Collect every line of the items below that contains the string "wristband", matching case exactly.

————————

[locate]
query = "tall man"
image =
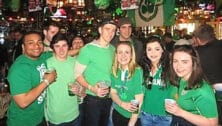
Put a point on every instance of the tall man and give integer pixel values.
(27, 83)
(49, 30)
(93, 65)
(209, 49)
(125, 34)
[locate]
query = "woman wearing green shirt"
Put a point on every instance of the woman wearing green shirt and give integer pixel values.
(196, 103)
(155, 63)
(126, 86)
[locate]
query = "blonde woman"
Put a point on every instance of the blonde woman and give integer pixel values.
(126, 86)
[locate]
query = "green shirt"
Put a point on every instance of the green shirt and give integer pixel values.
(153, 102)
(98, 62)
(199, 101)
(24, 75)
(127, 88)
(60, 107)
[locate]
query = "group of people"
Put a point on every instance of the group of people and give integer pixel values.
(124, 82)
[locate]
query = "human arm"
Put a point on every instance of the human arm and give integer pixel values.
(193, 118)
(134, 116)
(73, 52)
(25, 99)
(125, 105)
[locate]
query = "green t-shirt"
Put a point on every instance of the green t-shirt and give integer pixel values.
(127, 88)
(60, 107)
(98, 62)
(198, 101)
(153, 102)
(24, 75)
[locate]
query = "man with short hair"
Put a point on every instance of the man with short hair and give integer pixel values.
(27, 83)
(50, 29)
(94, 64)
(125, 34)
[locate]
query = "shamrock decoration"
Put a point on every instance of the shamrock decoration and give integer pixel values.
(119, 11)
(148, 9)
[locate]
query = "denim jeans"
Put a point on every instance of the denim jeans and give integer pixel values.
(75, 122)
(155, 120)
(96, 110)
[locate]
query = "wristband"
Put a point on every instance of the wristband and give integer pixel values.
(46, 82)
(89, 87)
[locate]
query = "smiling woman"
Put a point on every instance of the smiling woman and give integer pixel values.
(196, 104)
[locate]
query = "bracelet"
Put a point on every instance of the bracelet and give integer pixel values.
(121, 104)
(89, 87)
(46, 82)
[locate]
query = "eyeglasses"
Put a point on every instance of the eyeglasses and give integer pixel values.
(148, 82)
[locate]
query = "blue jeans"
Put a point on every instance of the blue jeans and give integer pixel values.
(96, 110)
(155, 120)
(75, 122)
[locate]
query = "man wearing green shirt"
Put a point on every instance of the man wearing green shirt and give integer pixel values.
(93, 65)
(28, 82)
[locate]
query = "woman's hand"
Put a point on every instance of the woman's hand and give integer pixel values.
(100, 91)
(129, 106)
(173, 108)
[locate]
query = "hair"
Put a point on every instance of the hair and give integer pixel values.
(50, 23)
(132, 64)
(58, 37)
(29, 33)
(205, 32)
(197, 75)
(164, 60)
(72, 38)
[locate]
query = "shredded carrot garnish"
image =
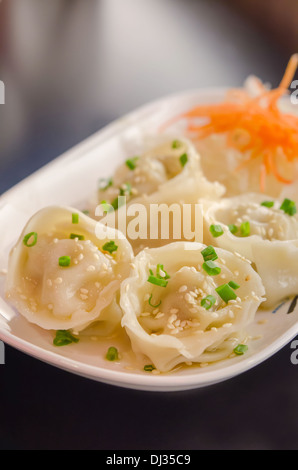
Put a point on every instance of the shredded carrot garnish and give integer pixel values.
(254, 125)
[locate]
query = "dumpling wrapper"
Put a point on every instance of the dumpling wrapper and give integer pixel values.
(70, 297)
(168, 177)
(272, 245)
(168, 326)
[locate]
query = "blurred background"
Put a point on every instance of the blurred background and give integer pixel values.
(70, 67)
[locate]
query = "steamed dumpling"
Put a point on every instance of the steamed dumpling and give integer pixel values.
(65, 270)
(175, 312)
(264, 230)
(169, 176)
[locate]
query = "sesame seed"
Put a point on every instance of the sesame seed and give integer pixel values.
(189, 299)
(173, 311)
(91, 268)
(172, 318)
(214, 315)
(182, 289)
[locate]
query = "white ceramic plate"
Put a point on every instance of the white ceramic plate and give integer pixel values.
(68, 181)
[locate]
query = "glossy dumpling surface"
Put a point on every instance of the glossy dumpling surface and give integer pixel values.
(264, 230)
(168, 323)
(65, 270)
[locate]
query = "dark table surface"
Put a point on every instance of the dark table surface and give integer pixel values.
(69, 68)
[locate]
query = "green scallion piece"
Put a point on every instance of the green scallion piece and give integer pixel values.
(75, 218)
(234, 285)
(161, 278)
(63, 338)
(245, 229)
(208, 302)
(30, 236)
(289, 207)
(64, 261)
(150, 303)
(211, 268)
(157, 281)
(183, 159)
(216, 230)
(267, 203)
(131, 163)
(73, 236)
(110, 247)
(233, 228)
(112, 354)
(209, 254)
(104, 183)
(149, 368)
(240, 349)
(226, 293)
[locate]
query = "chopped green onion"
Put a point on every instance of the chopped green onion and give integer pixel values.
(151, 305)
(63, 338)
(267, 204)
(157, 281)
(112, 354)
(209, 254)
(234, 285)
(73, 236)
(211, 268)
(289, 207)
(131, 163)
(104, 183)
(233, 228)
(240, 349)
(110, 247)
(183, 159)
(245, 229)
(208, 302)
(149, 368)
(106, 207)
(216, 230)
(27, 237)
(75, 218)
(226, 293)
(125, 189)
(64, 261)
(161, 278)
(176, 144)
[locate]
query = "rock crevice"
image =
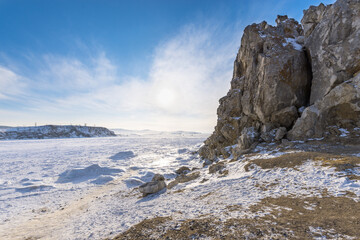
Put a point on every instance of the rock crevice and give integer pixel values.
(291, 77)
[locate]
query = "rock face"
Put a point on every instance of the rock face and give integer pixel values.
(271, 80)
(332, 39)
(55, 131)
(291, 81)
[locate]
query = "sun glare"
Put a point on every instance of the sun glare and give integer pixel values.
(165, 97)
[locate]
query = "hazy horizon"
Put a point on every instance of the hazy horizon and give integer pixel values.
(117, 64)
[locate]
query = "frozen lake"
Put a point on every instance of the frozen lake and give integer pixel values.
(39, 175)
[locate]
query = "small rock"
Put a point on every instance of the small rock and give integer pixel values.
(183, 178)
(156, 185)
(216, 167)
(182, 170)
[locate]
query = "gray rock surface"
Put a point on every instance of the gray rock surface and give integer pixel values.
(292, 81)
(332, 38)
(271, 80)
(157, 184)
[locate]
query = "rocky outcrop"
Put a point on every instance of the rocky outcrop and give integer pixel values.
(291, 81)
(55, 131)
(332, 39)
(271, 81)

————————

**SOLUTION FOR THIS EXERCISE:**
query = "wristband"
Put a point on every instance of the wristband and give integer pixel values.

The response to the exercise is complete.